**WORK REQUIRED:**
Rewrite everything from the start of the listing below down through the line containing "box: [50, 10, 65, 34]" as a Markdown table with the columns Row and Text, numbering each line and skipping blank lines and pictures.

++++++++++

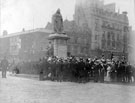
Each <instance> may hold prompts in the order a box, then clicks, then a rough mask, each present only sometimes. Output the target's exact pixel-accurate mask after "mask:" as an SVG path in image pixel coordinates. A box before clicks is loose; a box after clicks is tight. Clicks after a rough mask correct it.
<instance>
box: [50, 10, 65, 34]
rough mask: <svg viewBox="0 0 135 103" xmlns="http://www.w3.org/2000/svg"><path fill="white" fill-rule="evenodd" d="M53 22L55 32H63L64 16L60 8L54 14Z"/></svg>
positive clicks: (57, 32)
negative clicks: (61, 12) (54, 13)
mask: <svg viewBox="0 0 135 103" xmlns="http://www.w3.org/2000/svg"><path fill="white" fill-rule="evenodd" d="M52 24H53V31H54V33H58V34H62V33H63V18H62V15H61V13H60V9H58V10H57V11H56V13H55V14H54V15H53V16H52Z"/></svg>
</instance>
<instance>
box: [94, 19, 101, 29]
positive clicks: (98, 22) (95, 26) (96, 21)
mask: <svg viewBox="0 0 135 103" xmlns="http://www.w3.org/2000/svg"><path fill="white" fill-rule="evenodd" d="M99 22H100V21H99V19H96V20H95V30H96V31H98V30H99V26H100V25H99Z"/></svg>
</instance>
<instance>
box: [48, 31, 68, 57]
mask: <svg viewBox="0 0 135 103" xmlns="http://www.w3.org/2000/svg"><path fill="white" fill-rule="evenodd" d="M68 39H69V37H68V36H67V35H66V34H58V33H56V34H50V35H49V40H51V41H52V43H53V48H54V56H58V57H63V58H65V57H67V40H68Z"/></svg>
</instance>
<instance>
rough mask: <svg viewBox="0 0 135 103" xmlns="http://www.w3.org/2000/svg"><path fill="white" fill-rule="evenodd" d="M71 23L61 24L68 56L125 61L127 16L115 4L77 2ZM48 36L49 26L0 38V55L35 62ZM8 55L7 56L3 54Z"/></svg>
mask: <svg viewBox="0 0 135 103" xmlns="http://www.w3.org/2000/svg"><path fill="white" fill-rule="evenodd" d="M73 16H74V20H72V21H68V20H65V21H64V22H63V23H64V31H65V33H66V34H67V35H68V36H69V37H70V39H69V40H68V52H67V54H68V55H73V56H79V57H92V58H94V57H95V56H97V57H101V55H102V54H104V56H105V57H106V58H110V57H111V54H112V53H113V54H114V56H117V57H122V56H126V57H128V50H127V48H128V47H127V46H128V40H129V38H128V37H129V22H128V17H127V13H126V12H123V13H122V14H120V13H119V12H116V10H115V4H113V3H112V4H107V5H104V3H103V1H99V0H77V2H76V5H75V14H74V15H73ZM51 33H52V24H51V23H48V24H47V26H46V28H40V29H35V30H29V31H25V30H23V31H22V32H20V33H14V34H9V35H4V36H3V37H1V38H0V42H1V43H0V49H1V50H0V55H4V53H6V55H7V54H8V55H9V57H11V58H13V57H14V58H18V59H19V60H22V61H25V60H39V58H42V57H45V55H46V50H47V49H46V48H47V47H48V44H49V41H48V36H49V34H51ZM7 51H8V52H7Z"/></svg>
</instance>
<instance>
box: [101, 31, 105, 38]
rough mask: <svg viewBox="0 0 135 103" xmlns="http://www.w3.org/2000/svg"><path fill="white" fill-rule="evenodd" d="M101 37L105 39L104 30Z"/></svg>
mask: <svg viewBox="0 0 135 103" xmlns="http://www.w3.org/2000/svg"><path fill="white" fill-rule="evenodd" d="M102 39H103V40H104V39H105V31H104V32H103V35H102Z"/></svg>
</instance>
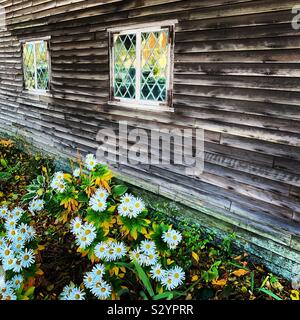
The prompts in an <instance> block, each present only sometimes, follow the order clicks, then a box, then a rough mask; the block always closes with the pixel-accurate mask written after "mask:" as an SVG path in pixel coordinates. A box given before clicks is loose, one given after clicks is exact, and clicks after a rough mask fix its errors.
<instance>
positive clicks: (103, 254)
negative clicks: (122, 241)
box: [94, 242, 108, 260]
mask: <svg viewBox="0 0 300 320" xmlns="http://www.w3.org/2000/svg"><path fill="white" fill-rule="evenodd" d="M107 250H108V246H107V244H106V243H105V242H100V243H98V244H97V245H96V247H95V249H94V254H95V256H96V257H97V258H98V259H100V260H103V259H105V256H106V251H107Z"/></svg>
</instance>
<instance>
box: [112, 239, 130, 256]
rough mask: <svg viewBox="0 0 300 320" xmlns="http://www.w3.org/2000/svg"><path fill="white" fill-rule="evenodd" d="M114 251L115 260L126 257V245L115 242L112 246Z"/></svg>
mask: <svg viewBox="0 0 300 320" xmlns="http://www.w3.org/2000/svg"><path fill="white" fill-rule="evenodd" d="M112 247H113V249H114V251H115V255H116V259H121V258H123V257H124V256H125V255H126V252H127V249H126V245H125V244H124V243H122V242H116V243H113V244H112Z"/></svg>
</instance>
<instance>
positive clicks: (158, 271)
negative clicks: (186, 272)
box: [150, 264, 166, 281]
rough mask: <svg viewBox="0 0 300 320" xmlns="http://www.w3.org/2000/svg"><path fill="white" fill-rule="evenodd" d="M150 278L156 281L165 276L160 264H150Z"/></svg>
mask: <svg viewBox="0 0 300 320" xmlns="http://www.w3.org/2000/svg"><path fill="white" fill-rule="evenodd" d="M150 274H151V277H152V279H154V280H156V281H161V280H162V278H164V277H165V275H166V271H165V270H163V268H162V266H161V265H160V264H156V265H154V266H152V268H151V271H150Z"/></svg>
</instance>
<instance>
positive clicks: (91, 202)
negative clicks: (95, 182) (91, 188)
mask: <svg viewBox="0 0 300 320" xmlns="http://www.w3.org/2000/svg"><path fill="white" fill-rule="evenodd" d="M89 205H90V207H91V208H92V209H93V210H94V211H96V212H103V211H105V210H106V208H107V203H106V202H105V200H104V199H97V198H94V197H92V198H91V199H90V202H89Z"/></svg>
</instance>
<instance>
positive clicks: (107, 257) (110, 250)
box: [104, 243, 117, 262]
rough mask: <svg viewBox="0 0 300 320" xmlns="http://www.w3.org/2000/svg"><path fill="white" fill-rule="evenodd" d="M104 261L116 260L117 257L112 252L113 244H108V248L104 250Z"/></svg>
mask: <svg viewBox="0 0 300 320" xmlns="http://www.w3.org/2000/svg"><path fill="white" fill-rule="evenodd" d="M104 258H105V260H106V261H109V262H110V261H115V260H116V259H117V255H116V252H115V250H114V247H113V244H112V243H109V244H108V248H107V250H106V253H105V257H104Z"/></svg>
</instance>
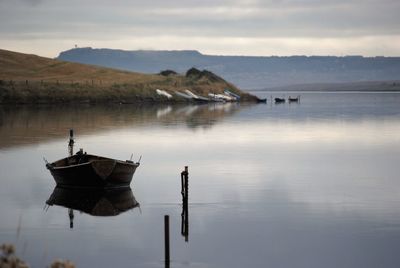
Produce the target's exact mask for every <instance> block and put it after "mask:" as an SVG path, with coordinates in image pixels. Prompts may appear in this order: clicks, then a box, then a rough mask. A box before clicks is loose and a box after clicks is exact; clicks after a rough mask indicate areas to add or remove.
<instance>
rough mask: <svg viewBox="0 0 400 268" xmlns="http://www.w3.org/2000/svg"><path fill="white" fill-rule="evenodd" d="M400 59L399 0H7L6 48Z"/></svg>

++++++++++

**SOLUTION BELOW:**
| Row | Text |
|---|---|
| 1 | Each <instance> may hold prompts in the order a box, then clicks, then a rough mask, each present only sometimes. Output the target's exact pixel-accurate mask after "mask:" as an SVG path in image pixel coordinates. A box before clicks is loose; a box after clicks is tight. Clicks after a rough mask correct it. |
| 2 | <instance> |
| 3 | box: [50, 10, 65, 34] |